• _Task material_
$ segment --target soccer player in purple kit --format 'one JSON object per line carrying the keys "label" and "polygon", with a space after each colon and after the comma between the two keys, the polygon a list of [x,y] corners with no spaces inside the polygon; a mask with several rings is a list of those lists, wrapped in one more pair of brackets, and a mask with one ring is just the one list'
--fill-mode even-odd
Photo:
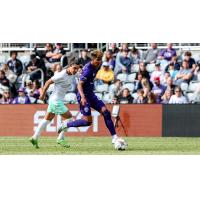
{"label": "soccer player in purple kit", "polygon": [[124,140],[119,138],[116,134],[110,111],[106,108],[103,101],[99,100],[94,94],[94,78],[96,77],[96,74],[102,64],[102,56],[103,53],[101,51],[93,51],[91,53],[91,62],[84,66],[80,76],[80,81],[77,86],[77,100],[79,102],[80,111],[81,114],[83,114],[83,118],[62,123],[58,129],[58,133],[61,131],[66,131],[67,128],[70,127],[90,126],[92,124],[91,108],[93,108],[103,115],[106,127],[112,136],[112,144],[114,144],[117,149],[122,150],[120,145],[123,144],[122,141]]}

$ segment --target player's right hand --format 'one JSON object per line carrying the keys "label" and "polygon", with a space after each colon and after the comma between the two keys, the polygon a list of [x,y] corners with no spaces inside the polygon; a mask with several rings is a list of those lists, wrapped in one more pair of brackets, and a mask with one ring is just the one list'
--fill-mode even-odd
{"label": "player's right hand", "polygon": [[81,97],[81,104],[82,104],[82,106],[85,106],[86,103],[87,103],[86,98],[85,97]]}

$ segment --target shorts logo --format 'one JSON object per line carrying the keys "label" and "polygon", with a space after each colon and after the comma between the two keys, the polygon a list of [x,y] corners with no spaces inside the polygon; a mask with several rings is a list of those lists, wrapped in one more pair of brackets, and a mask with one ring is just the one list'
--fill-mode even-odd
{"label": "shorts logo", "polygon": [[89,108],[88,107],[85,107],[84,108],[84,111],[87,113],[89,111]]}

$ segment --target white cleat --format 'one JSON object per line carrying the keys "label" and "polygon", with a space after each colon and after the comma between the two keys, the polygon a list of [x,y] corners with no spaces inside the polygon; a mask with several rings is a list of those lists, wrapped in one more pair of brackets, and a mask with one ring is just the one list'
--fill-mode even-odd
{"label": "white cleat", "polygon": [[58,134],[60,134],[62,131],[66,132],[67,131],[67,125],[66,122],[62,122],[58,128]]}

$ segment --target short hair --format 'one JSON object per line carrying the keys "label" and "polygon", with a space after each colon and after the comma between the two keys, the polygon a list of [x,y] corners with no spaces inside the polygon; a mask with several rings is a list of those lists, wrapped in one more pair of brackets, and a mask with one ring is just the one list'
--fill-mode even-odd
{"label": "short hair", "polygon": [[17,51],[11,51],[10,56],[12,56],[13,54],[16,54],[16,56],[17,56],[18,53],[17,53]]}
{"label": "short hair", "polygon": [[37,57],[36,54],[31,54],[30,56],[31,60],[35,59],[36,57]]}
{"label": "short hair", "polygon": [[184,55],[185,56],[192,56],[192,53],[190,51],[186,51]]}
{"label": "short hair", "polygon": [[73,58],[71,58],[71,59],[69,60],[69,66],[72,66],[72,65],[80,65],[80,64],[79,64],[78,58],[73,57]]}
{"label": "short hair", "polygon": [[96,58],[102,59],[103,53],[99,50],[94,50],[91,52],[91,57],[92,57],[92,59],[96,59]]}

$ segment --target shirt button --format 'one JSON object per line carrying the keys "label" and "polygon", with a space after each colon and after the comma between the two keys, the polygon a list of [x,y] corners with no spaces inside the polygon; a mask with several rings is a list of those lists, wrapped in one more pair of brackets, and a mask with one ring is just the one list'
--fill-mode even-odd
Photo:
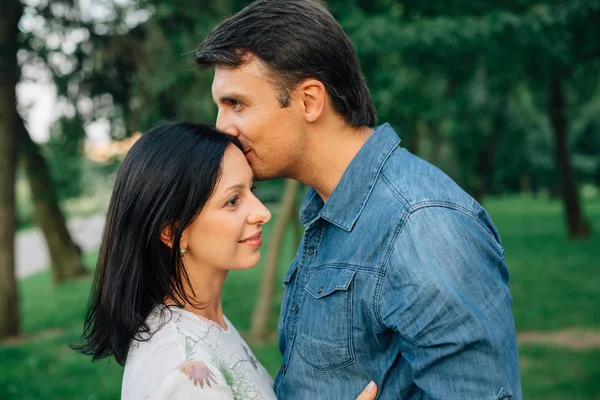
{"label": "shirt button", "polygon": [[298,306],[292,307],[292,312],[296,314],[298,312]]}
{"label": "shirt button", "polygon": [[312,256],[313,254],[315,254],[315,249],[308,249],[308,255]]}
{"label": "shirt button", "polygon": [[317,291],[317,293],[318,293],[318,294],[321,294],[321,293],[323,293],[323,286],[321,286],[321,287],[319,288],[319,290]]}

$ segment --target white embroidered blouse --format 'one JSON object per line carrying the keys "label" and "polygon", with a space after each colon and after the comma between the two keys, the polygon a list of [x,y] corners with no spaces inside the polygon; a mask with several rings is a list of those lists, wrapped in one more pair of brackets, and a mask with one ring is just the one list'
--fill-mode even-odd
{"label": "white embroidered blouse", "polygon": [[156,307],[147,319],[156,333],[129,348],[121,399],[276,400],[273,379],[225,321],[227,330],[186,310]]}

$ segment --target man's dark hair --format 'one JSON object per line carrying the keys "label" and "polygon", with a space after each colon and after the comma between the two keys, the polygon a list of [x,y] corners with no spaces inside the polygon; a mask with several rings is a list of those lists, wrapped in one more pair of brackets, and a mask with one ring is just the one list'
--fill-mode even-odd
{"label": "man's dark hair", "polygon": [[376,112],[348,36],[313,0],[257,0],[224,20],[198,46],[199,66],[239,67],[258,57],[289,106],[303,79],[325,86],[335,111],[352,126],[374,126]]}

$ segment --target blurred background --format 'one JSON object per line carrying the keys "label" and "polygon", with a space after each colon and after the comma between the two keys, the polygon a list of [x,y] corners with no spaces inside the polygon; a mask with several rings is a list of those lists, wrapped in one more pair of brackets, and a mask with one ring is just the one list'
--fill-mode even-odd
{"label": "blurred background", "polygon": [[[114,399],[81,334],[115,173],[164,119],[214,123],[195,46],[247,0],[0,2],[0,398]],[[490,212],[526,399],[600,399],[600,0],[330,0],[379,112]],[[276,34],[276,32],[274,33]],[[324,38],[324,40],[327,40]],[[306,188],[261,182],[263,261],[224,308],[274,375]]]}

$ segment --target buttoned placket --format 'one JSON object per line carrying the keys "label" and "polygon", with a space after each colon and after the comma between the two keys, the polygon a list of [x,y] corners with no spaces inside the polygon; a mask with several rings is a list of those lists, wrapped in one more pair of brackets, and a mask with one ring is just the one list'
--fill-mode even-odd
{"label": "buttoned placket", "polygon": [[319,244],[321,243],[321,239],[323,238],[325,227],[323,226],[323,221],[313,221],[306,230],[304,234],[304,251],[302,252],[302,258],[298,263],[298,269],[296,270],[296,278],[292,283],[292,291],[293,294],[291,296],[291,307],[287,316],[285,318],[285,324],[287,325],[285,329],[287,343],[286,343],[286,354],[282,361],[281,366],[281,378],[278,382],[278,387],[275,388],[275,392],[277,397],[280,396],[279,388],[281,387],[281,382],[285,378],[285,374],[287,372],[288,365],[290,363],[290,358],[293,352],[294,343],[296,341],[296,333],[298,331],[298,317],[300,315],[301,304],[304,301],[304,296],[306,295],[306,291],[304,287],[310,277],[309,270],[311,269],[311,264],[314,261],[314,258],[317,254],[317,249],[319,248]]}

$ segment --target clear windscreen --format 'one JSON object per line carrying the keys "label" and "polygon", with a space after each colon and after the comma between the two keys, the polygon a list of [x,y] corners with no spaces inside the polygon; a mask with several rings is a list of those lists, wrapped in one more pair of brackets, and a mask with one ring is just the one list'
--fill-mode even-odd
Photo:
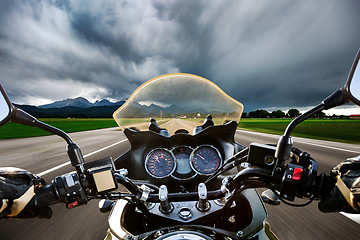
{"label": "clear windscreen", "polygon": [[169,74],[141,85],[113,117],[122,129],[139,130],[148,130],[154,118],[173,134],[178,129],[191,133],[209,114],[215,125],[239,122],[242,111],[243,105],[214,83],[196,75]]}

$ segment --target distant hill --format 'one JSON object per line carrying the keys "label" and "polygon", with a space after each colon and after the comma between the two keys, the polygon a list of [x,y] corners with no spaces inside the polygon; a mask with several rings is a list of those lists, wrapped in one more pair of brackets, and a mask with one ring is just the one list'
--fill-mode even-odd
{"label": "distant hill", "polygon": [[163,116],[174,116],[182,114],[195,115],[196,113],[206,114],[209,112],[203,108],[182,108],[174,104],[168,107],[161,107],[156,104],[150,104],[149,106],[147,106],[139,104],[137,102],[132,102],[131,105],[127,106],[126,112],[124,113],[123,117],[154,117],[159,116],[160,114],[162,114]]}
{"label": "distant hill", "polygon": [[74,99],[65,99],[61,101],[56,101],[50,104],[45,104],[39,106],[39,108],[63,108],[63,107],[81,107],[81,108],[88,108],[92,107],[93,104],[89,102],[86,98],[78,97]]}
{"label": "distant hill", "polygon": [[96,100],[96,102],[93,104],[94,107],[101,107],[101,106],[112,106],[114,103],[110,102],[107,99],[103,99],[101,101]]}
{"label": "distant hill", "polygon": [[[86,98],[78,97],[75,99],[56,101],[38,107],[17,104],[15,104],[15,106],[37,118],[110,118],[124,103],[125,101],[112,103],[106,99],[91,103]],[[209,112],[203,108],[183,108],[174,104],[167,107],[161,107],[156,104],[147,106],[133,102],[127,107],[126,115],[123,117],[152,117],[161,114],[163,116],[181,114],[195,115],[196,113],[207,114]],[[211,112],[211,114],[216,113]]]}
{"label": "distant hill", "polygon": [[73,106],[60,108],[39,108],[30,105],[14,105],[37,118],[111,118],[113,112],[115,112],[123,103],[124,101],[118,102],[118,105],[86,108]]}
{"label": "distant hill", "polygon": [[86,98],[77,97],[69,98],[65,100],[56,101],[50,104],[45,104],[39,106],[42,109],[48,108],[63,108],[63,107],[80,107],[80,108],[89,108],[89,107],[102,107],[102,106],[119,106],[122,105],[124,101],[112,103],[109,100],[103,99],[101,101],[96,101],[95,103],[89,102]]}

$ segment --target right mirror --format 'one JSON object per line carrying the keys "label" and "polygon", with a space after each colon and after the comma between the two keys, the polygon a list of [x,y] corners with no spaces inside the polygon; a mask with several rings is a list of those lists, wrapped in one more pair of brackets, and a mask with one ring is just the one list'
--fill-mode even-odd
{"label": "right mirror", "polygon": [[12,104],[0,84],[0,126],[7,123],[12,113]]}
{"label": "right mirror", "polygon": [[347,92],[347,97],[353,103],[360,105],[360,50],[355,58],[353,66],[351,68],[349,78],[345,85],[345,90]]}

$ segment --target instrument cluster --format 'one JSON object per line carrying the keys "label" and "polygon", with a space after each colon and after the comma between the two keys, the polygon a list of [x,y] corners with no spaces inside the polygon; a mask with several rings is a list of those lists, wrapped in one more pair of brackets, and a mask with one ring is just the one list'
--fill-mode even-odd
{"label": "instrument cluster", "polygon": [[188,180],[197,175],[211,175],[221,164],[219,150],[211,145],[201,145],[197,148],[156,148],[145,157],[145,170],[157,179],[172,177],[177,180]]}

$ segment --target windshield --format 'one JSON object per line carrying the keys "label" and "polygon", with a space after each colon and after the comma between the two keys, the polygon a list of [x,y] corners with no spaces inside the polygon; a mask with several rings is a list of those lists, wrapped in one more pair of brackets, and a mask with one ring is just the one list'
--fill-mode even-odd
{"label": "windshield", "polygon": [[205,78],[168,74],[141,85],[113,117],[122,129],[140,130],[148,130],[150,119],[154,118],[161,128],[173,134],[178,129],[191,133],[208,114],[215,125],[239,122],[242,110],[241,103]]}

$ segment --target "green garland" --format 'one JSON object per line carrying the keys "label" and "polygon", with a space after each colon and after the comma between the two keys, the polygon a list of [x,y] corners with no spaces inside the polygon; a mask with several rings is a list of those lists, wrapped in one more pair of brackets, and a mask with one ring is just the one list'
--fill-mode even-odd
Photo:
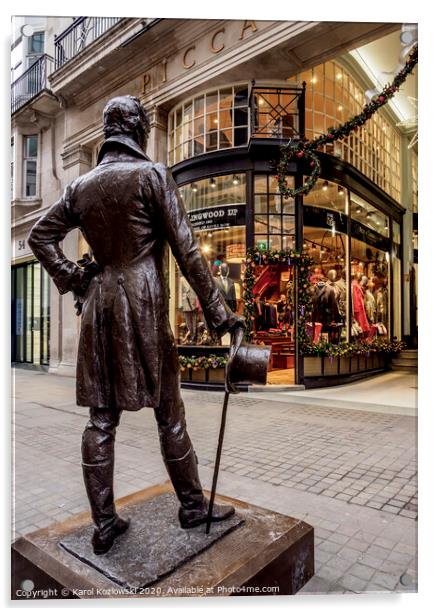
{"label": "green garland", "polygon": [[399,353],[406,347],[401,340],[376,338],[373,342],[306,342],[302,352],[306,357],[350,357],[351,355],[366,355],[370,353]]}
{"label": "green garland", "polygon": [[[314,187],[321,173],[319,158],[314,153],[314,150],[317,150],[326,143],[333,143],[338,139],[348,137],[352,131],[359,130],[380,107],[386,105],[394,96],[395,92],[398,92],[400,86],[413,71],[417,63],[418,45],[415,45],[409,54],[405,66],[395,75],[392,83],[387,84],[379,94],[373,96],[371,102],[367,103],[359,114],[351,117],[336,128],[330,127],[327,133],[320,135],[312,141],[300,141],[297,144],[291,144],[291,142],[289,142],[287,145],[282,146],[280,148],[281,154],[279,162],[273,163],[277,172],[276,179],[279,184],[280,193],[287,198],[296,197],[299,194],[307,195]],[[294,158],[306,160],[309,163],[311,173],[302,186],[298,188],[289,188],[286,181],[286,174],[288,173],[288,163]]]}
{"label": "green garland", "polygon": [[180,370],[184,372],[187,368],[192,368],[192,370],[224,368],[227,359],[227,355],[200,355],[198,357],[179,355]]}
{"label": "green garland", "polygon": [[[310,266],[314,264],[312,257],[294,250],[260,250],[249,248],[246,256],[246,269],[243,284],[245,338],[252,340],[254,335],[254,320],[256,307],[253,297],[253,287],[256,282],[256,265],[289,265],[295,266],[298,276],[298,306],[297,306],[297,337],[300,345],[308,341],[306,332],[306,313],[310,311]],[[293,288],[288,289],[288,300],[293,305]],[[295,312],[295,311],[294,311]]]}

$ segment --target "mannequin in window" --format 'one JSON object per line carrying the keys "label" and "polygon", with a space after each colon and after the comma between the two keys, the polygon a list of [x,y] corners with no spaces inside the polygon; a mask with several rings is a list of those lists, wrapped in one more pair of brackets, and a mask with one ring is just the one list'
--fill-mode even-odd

• _What is required_
Copy the stretch of the records above that runs from the line with "--target white cleat" through the line with "--target short hair". Both end lines belong in the copy, and nothing else does.

• _Result for this exercise_
$ segment --target white cleat --format 'one JSON object per line carrying the keys "label" and "polygon", with a space after each colon and after the comma between the two keys, the polygon a list of [x,y] corners with no spaces inside the polygon; a mask with several rings is a list of those lists, wrapped in one more pair of brackets, and a mask with one ring is just the one list'
--fill-mode even-odd
{"label": "white cleat", "polygon": [[58,134],[60,134],[62,131],[66,132],[67,131],[67,125],[66,122],[62,122],[58,128]]}

$ segment --target short hair --format 'one JSON object per line carrying the keys "label" and "polygon", with a space after each colon and after the comma between the two keys, the polygon a list of [x,y] corners with no spaces inside the polygon; a mask with several rings is a list of those lists, wrapped in one more pair of brackets, and a mask with one ring is just the one list'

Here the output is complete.